- _Exercise objective_:
Write the records out again, keeping each line exactly as it is.

Stored data entries
□ □ □ □
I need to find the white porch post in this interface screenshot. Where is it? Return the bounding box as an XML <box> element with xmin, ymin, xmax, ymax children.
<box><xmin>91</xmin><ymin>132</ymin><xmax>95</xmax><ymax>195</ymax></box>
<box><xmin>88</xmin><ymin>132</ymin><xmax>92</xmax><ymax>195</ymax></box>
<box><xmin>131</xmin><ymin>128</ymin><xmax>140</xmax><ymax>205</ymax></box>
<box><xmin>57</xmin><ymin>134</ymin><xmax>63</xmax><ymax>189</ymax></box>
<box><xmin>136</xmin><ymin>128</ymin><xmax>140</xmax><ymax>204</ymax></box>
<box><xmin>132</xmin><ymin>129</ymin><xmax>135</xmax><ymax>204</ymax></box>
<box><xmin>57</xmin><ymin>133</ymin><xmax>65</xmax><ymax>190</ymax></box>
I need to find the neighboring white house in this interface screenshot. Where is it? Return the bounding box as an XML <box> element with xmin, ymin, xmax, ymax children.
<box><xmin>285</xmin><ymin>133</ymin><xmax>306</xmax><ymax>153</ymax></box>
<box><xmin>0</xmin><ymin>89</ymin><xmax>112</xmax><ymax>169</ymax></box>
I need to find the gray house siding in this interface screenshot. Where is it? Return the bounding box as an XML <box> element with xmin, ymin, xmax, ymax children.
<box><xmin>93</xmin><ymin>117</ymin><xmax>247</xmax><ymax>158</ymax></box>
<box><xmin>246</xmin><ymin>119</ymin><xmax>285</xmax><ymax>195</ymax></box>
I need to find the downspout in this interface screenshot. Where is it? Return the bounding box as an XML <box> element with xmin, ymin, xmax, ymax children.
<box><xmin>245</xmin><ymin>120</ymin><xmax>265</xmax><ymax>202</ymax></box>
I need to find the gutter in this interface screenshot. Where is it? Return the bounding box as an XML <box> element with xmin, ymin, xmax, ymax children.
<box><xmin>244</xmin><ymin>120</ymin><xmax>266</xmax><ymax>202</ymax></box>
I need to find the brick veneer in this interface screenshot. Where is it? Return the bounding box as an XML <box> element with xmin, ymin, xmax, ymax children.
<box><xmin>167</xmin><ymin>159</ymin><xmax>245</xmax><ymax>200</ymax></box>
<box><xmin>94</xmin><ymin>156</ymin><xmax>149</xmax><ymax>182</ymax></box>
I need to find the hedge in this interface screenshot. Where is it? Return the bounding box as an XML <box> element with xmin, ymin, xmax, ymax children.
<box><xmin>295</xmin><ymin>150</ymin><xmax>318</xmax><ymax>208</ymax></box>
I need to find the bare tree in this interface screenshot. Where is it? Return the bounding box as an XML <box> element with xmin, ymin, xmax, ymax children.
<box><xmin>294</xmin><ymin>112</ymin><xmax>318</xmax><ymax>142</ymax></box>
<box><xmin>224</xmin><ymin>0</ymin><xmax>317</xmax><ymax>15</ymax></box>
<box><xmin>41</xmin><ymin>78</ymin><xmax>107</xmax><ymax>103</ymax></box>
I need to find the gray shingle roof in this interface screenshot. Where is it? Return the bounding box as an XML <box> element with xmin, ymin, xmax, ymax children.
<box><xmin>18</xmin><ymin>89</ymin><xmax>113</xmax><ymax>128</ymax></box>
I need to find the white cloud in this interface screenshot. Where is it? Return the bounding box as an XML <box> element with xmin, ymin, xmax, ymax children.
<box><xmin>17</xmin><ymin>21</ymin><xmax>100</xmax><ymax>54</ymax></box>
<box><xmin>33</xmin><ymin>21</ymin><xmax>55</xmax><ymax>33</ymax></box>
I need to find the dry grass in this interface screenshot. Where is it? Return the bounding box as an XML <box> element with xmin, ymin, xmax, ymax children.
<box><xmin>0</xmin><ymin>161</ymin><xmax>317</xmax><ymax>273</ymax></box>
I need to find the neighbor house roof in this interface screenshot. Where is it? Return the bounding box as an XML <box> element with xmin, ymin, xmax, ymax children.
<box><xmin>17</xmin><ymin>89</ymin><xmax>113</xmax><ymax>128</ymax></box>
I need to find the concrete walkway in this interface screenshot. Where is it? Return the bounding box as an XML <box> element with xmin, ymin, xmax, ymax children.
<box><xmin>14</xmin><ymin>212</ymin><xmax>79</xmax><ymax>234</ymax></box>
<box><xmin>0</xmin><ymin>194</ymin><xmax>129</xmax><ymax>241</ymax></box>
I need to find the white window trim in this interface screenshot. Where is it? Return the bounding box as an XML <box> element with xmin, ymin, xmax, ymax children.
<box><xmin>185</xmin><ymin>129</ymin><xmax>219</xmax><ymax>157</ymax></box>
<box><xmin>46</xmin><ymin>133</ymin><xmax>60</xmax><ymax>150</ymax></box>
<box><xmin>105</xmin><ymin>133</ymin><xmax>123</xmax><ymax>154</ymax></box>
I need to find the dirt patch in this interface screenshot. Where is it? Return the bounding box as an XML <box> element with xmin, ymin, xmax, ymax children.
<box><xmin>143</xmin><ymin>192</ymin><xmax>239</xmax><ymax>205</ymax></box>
□ □ □ □
- _Written answer_:
I need to find the white porch post in this interface screenshot. Where is it? Return the bounding box as an XML <box> element with xmin, ymin, xmax, ymax children.
<box><xmin>91</xmin><ymin>132</ymin><xmax>95</xmax><ymax>195</ymax></box>
<box><xmin>88</xmin><ymin>132</ymin><xmax>92</xmax><ymax>195</ymax></box>
<box><xmin>131</xmin><ymin>128</ymin><xmax>140</xmax><ymax>205</ymax></box>
<box><xmin>57</xmin><ymin>134</ymin><xmax>63</xmax><ymax>189</ymax></box>
<box><xmin>136</xmin><ymin>128</ymin><xmax>140</xmax><ymax>204</ymax></box>
<box><xmin>132</xmin><ymin>129</ymin><xmax>135</xmax><ymax>204</ymax></box>
<box><xmin>57</xmin><ymin>133</ymin><xmax>65</xmax><ymax>190</ymax></box>
I need to find the neighboring white house in this interface screenshot. Where is it? Return the bounding box as an XML <box> element with xmin, ymin, xmax, ymax children.
<box><xmin>285</xmin><ymin>133</ymin><xmax>306</xmax><ymax>153</ymax></box>
<box><xmin>0</xmin><ymin>89</ymin><xmax>112</xmax><ymax>169</ymax></box>
I need to find the gray house siding in this interface screenshot. Where is it? Return the bounding box as an XML <box> element with xmin, ymin, xmax, ymax children.
<box><xmin>93</xmin><ymin>117</ymin><xmax>247</xmax><ymax>158</ymax></box>
<box><xmin>246</xmin><ymin>119</ymin><xmax>285</xmax><ymax>195</ymax></box>
I need to find the downspout in this interface screenshot. Where is it? Return the bounding box as an XML <box> element with xmin, ymin, xmax, ymax children.
<box><xmin>245</xmin><ymin>120</ymin><xmax>265</xmax><ymax>202</ymax></box>
I need to find the gutter in this interface screenshot. Where is it? Return the bounding box as an XML <box> element with xmin, ymin, xmax, ymax children.
<box><xmin>244</xmin><ymin>120</ymin><xmax>266</xmax><ymax>202</ymax></box>
I need to find the brick veneer in this interface screenshot. Where is it? Return the bounding box as an XML <box> element with xmin, ymin, xmax, ymax children.
<box><xmin>167</xmin><ymin>159</ymin><xmax>245</xmax><ymax>200</ymax></box>
<box><xmin>94</xmin><ymin>156</ymin><xmax>149</xmax><ymax>182</ymax></box>
I need to find the hedge in this interface screenshot. Where is it? Return the bounding box as an XML <box> element with xmin, ymin, xmax, ymax children.
<box><xmin>295</xmin><ymin>150</ymin><xmax>318</xmax><ymax>208</ymax></box>
I need to find the bare tree in this interface screenshot. Where is it? Return the bounding box as an XML <box> element with xmin, ymin, xmax, ymax children.
<box><xmin>294</xmin><ymin>112</ymin><xmax>318</xmax><ymax>142</ymax></box>
<box><xmin>224</xmin><ymin>0</ymin><xmax>317</xmax><ymax>15</ymax></box>
<box><xmin>41</xmin><ymin>78</ymin><xmax>107</xmax><ymax>103</ymax></box>
I need to find the gray shingle roof in this interface screenshot. Where is it? Return the bounding box as an XML <box> element with xmin, ymin, xmax, ymax children.
<box><xmin>18</xmin><ymin>89</ymin><xmax>113</xmax><ymax>128</ymax></box>
I need to find the white cloud in this interface screenshot. Where is it? Return the bounding box as an XML <box> element with xmin, ymin, xmax, ymax children.
<box><xmin>17</xmin><ymin>21</ymin><xmax>100</xmax><ymax>54</ymax></box>
<box><xmin>33</xmin><ymin>21</ymin><xmax>55</xmax><ymax>33</ymax></box>
I need to find the dry grass in this interface screenshot. Where is it? Return the bounding box as an XML <box> element with xmin, ymin, xmax, ymax children.
<box><xmin>0</xmin><ymin>161</ymin><xmax>317</xmax><ymax>273</ymax></box>
I need to find the neighbor house roof in this interface screenshot. Where is it? Return the bounding box as an XML <box> element with xmin, ymin, xmax, ymax children.
<box><xmin>17</xmin><ymin>89</ymin><xmax>113</xmax><ymax>128</ymax></box>
I need to find the concrete walkway in this interface screenshot. Where is it? Return the bounding box as an XML <box> element with xmin, ymin, xmax, ymax children.
<box><xmin>14</xmin><ymin>212</ymin><xmax>79</xmax><ymax>234</ymax></box>
<box><xmin>0</xmin><ymin>194</ymin><xmax>129</xmax><ymax>241</ymax></box>
I need to find the white window trim in this interface screenshot. Where is it? Return the bounding box as an XML <box> element with xmin, ymin, xmax, ymax children.
<box><xmin>185</xmin><ymin>129</ymin><xmax>219</xmax><ymax>157</ymax></box>
<box><xmin>46</xmin><ymin>133</ymin><xmax>60</xmax><ymax>150</ymax></box>
<box><xmin>105</xmin><ymin>133</ymin><xmax>123</xmax><ymax>154</ymax></box>
I need to find the dirt patch in this interface screenshot. Where is it? Return the bounding box as an XML <box> element with xmin, ymin, xmax, ymax children.
<box><xmin>143</xmin><ymin>192</ymin><xmax>239</xmax><ymax>205</ymax></box>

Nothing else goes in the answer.